* **Given information**

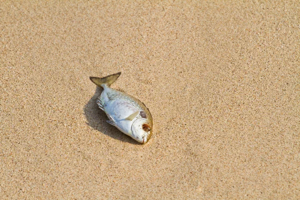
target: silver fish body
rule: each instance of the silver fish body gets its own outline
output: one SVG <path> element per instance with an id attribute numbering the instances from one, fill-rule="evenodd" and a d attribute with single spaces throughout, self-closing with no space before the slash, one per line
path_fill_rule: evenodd
<path id="1" fill-rule="evenodd" d="M 119 72 L 104 78 L 90 78 L 104 89 L 96 103 L 106 114 L 108 124 L 136 140 L 145 144 L 152 134 L 153 121 L 151 114 L 140 100 L 110 87 L 120 74 Z"/>

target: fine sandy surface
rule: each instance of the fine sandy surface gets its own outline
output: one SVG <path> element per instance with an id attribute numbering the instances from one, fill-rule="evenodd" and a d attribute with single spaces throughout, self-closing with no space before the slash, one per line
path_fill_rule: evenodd
<path id="1" fill-rule="evenodd" d="M 0 3 L 1 198 L 298 198 L 300 2 L 60 2 Z M 96 104 L 118 72 L 144 145 Z"/>

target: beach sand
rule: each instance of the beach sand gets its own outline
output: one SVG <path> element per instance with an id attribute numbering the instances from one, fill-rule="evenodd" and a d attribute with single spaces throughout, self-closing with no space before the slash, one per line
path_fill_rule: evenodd
<path id="1" fill-rule="evenodd" d="M 296 199 L 300 2 L 2 1 L 3 199 Z M 140 144 L 90 76 L 144 102 Z"/>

* **Exercise**
Set down verbatim the stretch of items from the line containing "target: fine sandy surface" through the end of the items, both ends included.

* **Result of the task**
target: fine sandy surface
rule: each instance of the fine sandy surface gets its own outline
output: one SVG <path> element per instance with an id attribute numbering the instances from one, fill-rule="evenodd" and a d attribute with single spaces throughout, self-closing with no space before the slash, one per line
path_fill_rule: evenodd
<path id="1" fill-rule="evenodd" d="M 0 3 L 1 198 L 298 198 L 300 2 L 60 2 Z M 96 104 L 118 72 L 144 145 Z"/>

target: beach sand
rule: each instance of the beach sand gets its own outline
output: one SVG <path> element per instance with an id attribute numbering the instances from one, fill-rule="evenodd" and a d attribute with single spaces throughout, self-closing with no space before the slash, one per line
path_fill_rule: evenodd
<path id="1" fill-rule="evenodd" d="M 296 199 L 300 2 L 2 1 L 3 199 Z M 140 144 L 90 76 L 144 102 Z"/>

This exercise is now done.